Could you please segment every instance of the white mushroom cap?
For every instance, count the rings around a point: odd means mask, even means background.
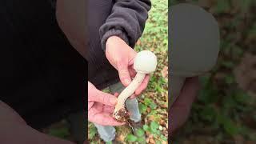
[[[157,67],[157,57],[149,50],[142,50],[137,54],[134,69],[139,73],[150,74],[155,70]]]
[[[210,70],[219,51],[217,21],[198,6],[182,3],[170,9],[170,72],[192,77]]]

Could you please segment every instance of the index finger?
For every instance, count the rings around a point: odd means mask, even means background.
[[[122,126],[125,122],[118,122],[114,119],[110,113],[94,113],[90,112],[89,114],[90,121],[102,126]]]

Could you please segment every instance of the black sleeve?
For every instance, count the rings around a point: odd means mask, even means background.
[[[134,48],[142,34],[150,8],[150,0],[116,0],[111,14],[99,30],[102,49],[105,50],[107,38],[114,35]]]

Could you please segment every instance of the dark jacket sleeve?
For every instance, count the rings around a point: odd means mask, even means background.
[[[134,48],[142,34],[150,8],[150,0],[115,0],[110,15],[99,30],[102,49],[105,50],[107,38],[114,35]]]

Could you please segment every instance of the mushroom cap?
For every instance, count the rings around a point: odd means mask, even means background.
[[[210,70],[219,51],[218,25],[202,7],[182,3],[170,7],[170,74],[192,77]]]
[[[149,50],[142,50],[137,54],[134,61],[134,69],[137,72],[150,74],[157,67],[157,57]]]

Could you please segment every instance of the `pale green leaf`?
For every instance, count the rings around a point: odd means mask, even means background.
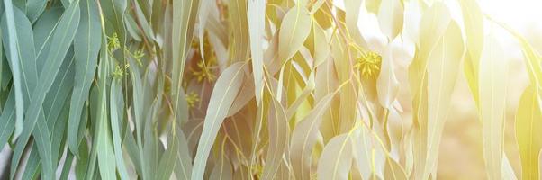
[[[192,180],[203,178],[211,147],[236,94],[241,87],[244,75],[243,67],[245,65],[245,63],[239,62],[230,66],[216,80],[215,88],[211,95],[211,100],[209,100],[210,104],[203,123],[203,130],[194,160]]]

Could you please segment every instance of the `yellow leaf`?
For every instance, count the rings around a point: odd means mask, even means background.
[[[402,30],[404,8],[401,0],[382,0],[378,22],[382,32],[393,40]]]
[[[304,6],[296,5],[285,15],[278,37],[278,59],[285,62],[301,47],[311,32],[311,15]]]
[[[516,139],[521,158],[521,177],[538,179],[538,155],[542,148],[542,112],[531,85],[521,95],[516,113]]]
[[[478,74],[483,157],[490,179],[501,176],[504,112],[506,110],[506,50],[492,33],[485,37]]]

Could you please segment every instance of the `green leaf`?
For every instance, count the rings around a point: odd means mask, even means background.
[[[111,132],[113,134],[113,145],[115,156],[115,161],[119,168],[121,179],[128,179],[128,172],[124,166],[124,158],[122,156],[122,140],[121,140],[121,121],[122,120],[122,110],[124,103],[122,99],[122,89],[119,79],[113,79],[111,82],[109,109],[111,115]],[[120,111],[119,111],[120,110]],[[119,113],[121,112],[121,113]]]
[[[339,91],[339,88],[338,88]],[[290,158],[292,168],[297,179],[309,179],[311,175],[311,154],[316,144],[317,136],[321,123],[321,115],[330,106],[331,100],[338,91],[325,95],[318,102],[312,110],[299,122],[292,131],[290,140]]]
[[[264,1],[248,0],[248,32],[250,33],[250,53],[252,56],[252,73],[256,92],[256,102],[261,104],[264,93],[264,31],[266,28],[266,4]],[[203,40],[203,33],[200,41]],[[203,44],[203,43],[200,43]],[[203,45],[201,45],[203,47]],[[202,48],[203,49],[203,48]]]
[[[203,179],[205,166],[211,148],[216,139],[218,130],[226,118],[228,111],[239,93],[243,82],[243,68],[245,63],[235,63],[230,66],[216,80],[214,89],[209,100],[209,107],[203,130],[200,138],[197,153],[192,169],[192,180]]]
[[[68,121],[68,145],[77,154],[79,147],[78,127],[83,105],[88,98],[91,83],[95,73],[102,33],[96,4],[83,1],[80,4],[81,21],[74,40],[76,75]]]
[[[269,109],[267,120],[267,131],[269,133],[269,146],[264,166],[262,179],[273,179],[283,162],[283,155],[288,147],[290,140],[290,127],[284,107],[280,103],[272,98],[273,104]]]
[[[185,1],[173,0],[173,30],[172,30],[172,71],[171,76],[171,99],[175,99],[173,108],[173,118],[177,119],[177,109],[179,106],[183,75],[185,74],[185,64],[190,42],[192,41],[192,34],[195,23],[196,14],[198,12],[199,0]]]

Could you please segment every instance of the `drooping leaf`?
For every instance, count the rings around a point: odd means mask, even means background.
[[[261,104],[264,92],[264,29],[266,28],[266,4],[264,1],[248,0],[247,18],[250,33],[250,53],[252,56],[252,74],[256,88],[256,102]]]
[[[478,74],[483,158],[489,178],[501,178],[508,66],[505,50],[493,33],[484,38]]]
[[[353,151],[351,133],[331,139],[318,161],[318,179],[348,179]]]
[[[542,148],[542,113],[537,91],[532,85],[521,95],[516,113],[516,138],[521,158],[521,177],[523,179],[539,178],[539,152]],[[539,93],[538,93],[539,94]]]
[[[292,7],[280,24],[278,59],[285,63],[303,46],[311,31],[311,14],[304,6]]]
[[[240,89],[244,75],[242,70],[245,65],[245,63],[239,62],[230,66],[216,80],[215,88],[211,95],[211,100],[209,100],[210,107],[207,108],[203,130],[194,160],[191,178],[193,180],[203,178],[211,147],[236,94]]]
[[[73,94],[70,100],[68,121],[68,145],[72,153],[77,154],[80,140],[77,137],[83,105],[88,97],[90,85],[94,79],[100,50],[101,31],[98,9],[94,2],[80,4],[81,20],[74,40],[76,75]]]

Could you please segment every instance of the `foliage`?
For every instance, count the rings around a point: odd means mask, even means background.
[[[540,55],[475,1],[457,3],[461,22],[438,1],[4,0],[5,173],[435,179],[464,73],[488,177],[538,178]],[[483,23],[525,55],[518,175],[502,143],[506,52]]]

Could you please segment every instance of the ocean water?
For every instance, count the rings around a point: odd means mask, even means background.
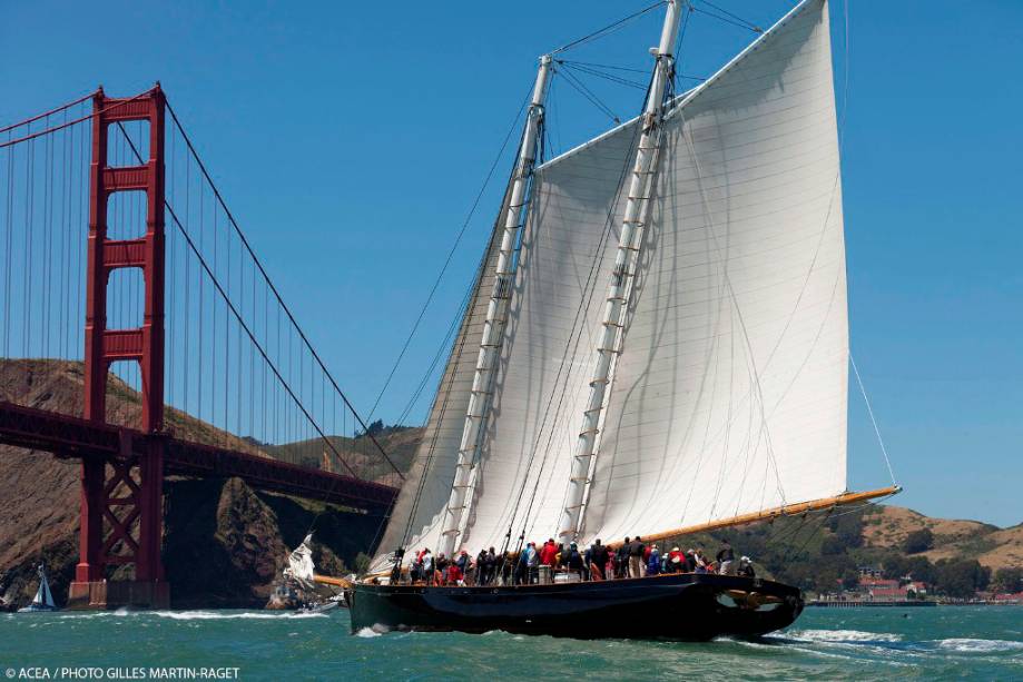
[[[344,610],[0,615],[0,680],[204,674],[289,682],[1023,680],[1023,607],[807,609],[788,630],[758,641],[699,644],[504,632],[351,635]]]

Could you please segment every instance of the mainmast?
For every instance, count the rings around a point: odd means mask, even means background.
[[[547,86],[550,82],[550,75],[551,57],[550,55],[544,55],[540,58],[537,83],[533,87],[533,97],[525,119],[525,129],[522,132],[522,146],[519,148],[519,159],[515,164],[511,197],[508,202],[508,216],[504,220],[504,234],[501,237],[501,250],[498,255],[496,271],[494,274],[494,287],[490,295],[486,318],[483,322],[480,356],[476,360],[475,374],[472,380],[472,393],[469,397],[462,442],[459,445],[459,463],[455,467],[447,507],[444,511],[444,524],[437,555],[445,554],[451,556],[452,552],[454,552],[461,533],[462,517],[465,515],[471,502],[469,490],[471,487],[472,470],[482,445],[481,428],[486,422],[486,414],[491,404],[490,396],[493,377],[498,369],[501,345],[504,340],[508,303],[511,298],[518,265],[514,258],[514,250],[519,237],[519,226],[522,223],[525,192],[537,160],[537,139],[540,126],[543,122],[543,99],[547,93]]]
[[[576,444],[565,506],[559,524],[558,536],[560,542],[565,544],[573,541],[579,531],[583,500],[589,485],[590,465],[596,456],[600,416],[610,382],[611,362],[618,352],[619,330],[622,327],[623,313],[631,293],[631,279],[636,274],[636,263],[643,240],[643,227],[649,212],[650,191],[653,187],[652,178],[660,142],[665,92],[675,66],[673,51],[681,14],[680,1],[685,0],[667,0],[668,11],[665,16],[660,46],[656,53],[653,80],[650,83],[650,92],[642,117],[642,136],[636,150],[636,164],[632,167],[632,178],[629,184],[626,215],[618,240],[618,254],[614,257],[614,270],[608,287],[607,305],[601,323],[603,332],[597,344],[597,368],[590,382],[590,398],[587,402],[582,429],[579,432],[579,439]]]

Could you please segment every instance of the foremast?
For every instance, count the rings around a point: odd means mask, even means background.
[[[537,82],[533,87],[533,95],[525,119],[525,129],[522,132],[522,145],[519,148],[519,158],[515,164],[508,214],[504,220],[504,233],[501,237],[501,247],[498,254],[493,291],[490,295],[486,318],[483,320],[480,355],[476,360],[475,374],[473,375],[469,407],[465,411],[462,441],[459,445],[459,461],[455,466],[454,481],[451,485],[451,496],[444,510],[440,546],[437,547],[439,555],[451,556],[454,552],[461,534],[462,518],[471,504],[469,492],[472,487],[472,472],[482,446],[481,429],[490,411],[493,378],[498,369],[501,345],[504,340],[508,304],[511,298],[518,266],[514,251],[519,239],[519,228],[522,223],[525,192],[529,189],[533,166],[537,161],[537,140],[543,122],[543,99],[547,95],[550,77],[551,57],[550,55],[544,55],[540,58]]]
[[[602,332],[597,344],[597,366],[590,382],[590,396],[583,412],[582,429],[572,455],[572,471],[569,477],[565,505],[559,523],[558,536],[565,544],[572,542],[579,532],[582,507],[589,486],[590,470],[597,455],[597,435],[603,412],[604,396],[610,383],[611,365],[618,353],[620,330],[628,307],[631,280],[635,276],[639,249],[643,240],[643,227],[649,214],[650,191],[653,187],[657,152],[660,145],[660,123],[663,113],[665,92],[675,68],[675,42],[678,37],[680,3],[686,0],[667,0],[665,26],[660,45],[656,51],[657,62],[653,79],[642,116],[642,135],[636,149],[636,162],[627,195],[626,214],[622,219],[614,257],[614,269],[608,287]]]

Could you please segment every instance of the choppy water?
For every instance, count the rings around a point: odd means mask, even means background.
[[[1023,607],[808,609],[789,630],[759,641],[704,644],[503,632],[352,636],[345,611],[0,615],[0,680],[29,668],[60,679],[59,668],[72,666],[95,668],[99,673],[85,674],[106,680],[153,679],[151,668],[237,668],[240,680],[345,682],[1023,680]],[[90,679],[82,674],[78,679]]]

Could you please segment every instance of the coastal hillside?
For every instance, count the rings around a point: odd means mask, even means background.
[[[78,363],[0,360],[0,399],[80,414],[82,377]],[[110,413],[134,418],[138,396],[116,377],[108,386]],[[267,445],[216,429],[178,411],[168,423],[179,434],[229,444],[253,454],[305,466],[340,471],[321,442]],[[411,466],[422,438],[420,427],[370,425],[401,471]],[[376,457],[365,434],[332,436],[334,448],[356,466]],[[368,462],[368,459],[367,459]],[[382,467],[378,481],[399,484]],[[340,473],[342,473],[340,471]],[[31,596],[32,566],[51,566],[55,594],[67,594],[77,561],[78,476],[72,461],[48,453],[0,447],[0,595]],[[281,567],[286,550],[314,526],[317,565],[341,573],[357,565],[373,544],[381,520],[319,503],[262,493],[242,481],[169,480],[164,547],[175,605],[255,605]],[[854,584],[863,571],[913,580],[935,591],[966,596],[988,587],[1010,589],[1023,573],[1023,525],[1007,528],[967,520],[933,518],[893,505],[866,505],[776,520],[712,534],[679,537],[669,544],[702,546],[710,554],[728,538],[758,571],[827,592]]]
[[[80,416],[81,395],[80,363],[0,359],[0,401]],[[112,421],[136,423],[138,394],[112,375],[107,399]],[[181,437],[282,456],[177,409],[166,418]],[[391,437],[378,438],[388,451]],[[29,601],[33,566],[45,561],[55,597],[66,599],[78,561],[79,475],[76,461],[0,446],[0,596]],[[254,491],[239,480],[168,478],[164,506],[165,567],[179,607],[262,605],[286,551],[311,527],[317,565],[342,574],[370,550],[381,523],[343,507]]]
[[[976,559],[999,569],[1023,566],[1023,524],[1000,528],[978,521],[932,518],[898,506],[878,506],[866,516],[864,541],[870,546],[902,548],[911,533],[929,531],[932,546],[921,552],[932,562]]]

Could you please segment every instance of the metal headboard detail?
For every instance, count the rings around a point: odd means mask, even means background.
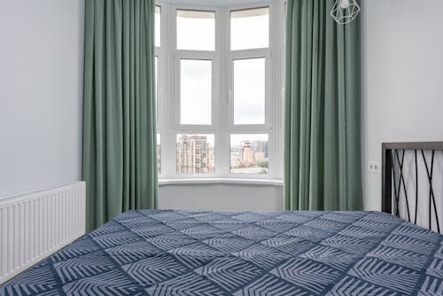
[[[408,168],[411,174],[408,175],[410,178],[408,181],[414,183],[413,192],[407,190],[407,186],[410,188],[405,177],[407,153],[410,153]],[[438,157],[438,153],[442,153],[441,157]],[[404,211],[401,218],[417,224],[417,211],[420,205],[423,205],[422,206],[427,206],[426,226],[441,233],[443,190],[440,190],[441,192],[437,192],[433,182],[437,159],[443,160],[443,142],[383,143],[382,211],[400,217],[400,208],[402,208]],[[425,168],[422,174],[419,173],[419,163]],[[443,165],[440,165],[440,167],[443,167]],[[441,172],[440,175],[443,175]],[[438,181],[443,183],[443,178],[442,180],[439,178]],[[429,186],[429,194],[419,194],[419,186],[424,186],[424,183],[426,189]],[[424,226],[424,224],[422,222],[422,226]]]

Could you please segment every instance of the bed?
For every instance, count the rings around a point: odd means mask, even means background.
[[[384,203],[395,215],[129,211],[0,294],[441,296],[443,236],[396,216],[400,197]]]

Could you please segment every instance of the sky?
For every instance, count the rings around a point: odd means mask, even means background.
[[[231,12],[231,49],[268,46],[268,9]],[[214,12],[177,12],[177,48],[215,49]],[[159,17],[156,18],[156,38],[159,39]],[[158,40],[156,43],[159,43]],[[181,123],[211,124],[212,70],[210,60],[181,60]],[[265,58],[234,61],[234,123],[264,124]]]

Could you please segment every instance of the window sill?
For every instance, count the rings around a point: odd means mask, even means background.
[[[159,185],[182,184],[253,184],[283,186],[283,180],[279,179],[243,179],[243,178],[183,178],[183,179],[159,179]]]

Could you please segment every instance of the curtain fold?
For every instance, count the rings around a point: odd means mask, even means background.
[[[154,0],[85,4],[87,230],[158,194]]]
[[[289,0],[284,207],[362,208],[360,18],[338,25],[333,0]]]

──────────

Would you give again, word for word, every line from the one with "Could you please segment every instance of the bed?" through the final line of the listing above?

## Exercise result:
Could you please segment every instance of the bed?
For every instance, count the rings around a point: odd means mask, even means background.
[[[384,203],[395,215],[129,211],[0,294],[441,296],[443,236],[396,216],[400,197]]]

Could you please segment every instance of the sky?
For every instance, count the rings around a point: odd means mask, even means background.
[[[231,12],[231,49],[268,46],[268,9]],[[214,12],[177,12],[177,48],[215,49]],[[159,17],[156,18],[156,38],[159,39]],[[158,40],[156,43],[159,43]],[[181,123],[211,124],[212,70],[210,60],[181,60]],[[265,58],[234,61],[234,123],[264,124]]]

Could you please segment every instance of the window sill?
For every instance, count the rings around a point: odd means mask, even means background.
[[[159,185],[182,184],[253,184],[283,186],[283,180],[279,179],[243,179],[243,178],[183,178],[183,179],[159,179]]]

Could you please segment every instance of the curtain fold?
For every instance, count the rings around a point: odd means mask, even means background.
[[[154,0],[85,4],[87,230],[158,194]]]
[[[289,0],[284,207],[362,208],[360,18],[338,25],[333,0]]]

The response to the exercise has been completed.